**AUFGABE 1**. Übersetze aus dem Forentext über Java-Oberflächen den folgenden Satz ins Englische: „Für solche Sachen würde ich JavaFX empfehlen, da dort einfache Aufplopp Animationen schon von Haus aus mit < 10 Zeilen Code realisierbar sind.“

== ANGEZEIGTER TEXT

Dabei müsstest du dann nur beachten, dass der Layoutmanager die Größe usw. der Komponente setzt.
Das heißt, du müsstest die Größe und die Position des Element selber setzen z.b. mit:

p = new myPanel(imgOlympRinge);
mainPanel.setLayout(null);
mainPanel.add(p);

/**
* Diese Methode sollte für x und y zufallswerte auf den Bildschirm bekommen.
* Für die Breite und Höhe am besten die Originalwerte des Image's.
*/
public void randomPosition(int x, int y, int breite, int hoehe) {
p.setBounds(x, y, breite, hoehe);
}

Die Bildschirmauflösung bekommst du über verschiedene Wege z.B. über die Klasse Toolkit von AWT (Toolkit.getDefaultToolkit())


----------



## Jardcore (8. Feb 2016)

Für solche Sachen würde ich JavaFX empfehlen, da dort einfache Aufplopp Animationen schon von Haus aus mit < 10 Zeilen Code realisierbar sind.

Ich würde dir Empfehlen:
0. hier nachschauen https://docs.oracle.com/javase/8/javafx/api/javafx/application/Application.html
1. eine Ring Klasse zu erstellen. (Diese hat die Eigenschaften die du brauchst)
2. eine Renderer Klasse, diese kann ein Ring übergeben bekommen und zeichnet diesen. (aufploppen und co)
  2.1 Der Renderer hat dabei ein Canvas auf dem gezeichnet wird.
3. In der Hauptklasse die von Application erbt ein Fenster erstellen, welches das Canvas des Renderes darstellt. (Stickpunkt stage.show(); und scene.add(canvas)

Beste Grüße,
Jar


----------

====
== EINGABEDATEN

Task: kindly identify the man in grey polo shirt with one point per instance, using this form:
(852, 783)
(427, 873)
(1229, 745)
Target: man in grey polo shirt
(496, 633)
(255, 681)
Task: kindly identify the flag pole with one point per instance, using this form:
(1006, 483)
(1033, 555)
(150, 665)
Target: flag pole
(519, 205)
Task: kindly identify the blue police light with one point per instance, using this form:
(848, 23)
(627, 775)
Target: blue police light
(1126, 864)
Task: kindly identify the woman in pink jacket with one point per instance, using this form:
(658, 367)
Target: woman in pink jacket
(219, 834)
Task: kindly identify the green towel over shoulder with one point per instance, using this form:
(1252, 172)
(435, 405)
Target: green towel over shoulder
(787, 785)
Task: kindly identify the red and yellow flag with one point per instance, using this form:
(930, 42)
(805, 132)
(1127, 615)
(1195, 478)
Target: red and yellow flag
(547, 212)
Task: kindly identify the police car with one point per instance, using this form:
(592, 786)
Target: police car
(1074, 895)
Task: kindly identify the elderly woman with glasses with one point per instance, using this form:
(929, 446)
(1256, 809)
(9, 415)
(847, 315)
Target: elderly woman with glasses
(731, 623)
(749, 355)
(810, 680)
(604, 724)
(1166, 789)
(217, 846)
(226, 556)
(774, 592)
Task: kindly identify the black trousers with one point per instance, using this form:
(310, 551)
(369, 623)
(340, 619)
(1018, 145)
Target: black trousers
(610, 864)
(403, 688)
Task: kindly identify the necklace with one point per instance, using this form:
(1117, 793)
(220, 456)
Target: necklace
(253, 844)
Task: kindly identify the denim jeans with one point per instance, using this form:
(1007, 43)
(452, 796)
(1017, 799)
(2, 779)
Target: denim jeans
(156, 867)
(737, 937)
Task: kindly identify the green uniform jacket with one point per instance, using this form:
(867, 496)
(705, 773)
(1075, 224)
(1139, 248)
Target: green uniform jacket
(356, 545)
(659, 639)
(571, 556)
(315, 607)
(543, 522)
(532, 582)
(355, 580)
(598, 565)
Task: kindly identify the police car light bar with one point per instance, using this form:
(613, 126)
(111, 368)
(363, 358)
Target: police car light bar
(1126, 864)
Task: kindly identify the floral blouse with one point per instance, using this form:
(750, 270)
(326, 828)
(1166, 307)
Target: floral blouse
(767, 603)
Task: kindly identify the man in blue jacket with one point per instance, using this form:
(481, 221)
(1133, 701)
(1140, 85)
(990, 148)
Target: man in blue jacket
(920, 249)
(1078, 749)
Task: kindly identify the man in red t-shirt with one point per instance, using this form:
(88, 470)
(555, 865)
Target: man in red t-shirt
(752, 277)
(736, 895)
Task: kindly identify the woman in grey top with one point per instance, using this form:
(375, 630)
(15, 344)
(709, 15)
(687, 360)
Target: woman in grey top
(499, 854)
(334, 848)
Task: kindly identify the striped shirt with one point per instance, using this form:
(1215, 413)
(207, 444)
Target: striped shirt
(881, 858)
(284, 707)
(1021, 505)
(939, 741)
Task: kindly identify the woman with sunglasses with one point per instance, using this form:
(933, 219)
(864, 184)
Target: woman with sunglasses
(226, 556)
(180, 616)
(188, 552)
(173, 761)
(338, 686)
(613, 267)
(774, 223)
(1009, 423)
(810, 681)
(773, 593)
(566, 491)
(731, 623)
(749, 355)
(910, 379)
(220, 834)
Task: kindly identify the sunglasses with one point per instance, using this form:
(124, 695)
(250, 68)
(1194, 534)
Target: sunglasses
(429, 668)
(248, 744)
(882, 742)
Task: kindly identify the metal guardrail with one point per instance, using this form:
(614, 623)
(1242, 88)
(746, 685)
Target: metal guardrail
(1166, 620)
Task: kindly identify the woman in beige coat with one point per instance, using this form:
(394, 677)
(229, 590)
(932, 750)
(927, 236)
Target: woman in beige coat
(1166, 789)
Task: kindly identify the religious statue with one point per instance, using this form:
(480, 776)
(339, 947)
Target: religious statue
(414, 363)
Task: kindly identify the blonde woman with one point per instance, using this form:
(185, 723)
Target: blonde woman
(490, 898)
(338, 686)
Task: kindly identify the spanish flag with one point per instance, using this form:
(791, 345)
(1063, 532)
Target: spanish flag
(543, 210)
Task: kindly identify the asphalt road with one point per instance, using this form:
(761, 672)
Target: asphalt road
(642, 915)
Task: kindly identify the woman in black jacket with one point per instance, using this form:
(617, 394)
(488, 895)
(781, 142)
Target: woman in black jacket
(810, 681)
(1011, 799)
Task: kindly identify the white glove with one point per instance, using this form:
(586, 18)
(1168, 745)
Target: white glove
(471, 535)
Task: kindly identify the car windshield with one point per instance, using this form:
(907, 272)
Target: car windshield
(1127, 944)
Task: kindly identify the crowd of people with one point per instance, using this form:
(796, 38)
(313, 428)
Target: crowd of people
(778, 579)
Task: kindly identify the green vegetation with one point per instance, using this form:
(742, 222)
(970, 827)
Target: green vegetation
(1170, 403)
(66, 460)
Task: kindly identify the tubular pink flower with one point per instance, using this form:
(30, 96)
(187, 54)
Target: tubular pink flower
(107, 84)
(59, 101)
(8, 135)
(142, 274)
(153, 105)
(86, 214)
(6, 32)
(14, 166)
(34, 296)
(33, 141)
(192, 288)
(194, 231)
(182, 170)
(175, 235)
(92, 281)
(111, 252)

====

**AUFGABE 2**. Filtere aus den Einträgen alle Zeilen heraus, in denen die Zeichenfolge „pole“ vorkommt, und schreibe jede davon unverändert ab.

**LÖSUNG 1**. For things like this I would recommend JavaFX, since simple pop-up animations can be implemented there out of the box with fewer than 10 lines of code.

**LÖSUNG 2**.
Task: kindly identify the flag pole with one point per instance, using this form:
Target: flag pole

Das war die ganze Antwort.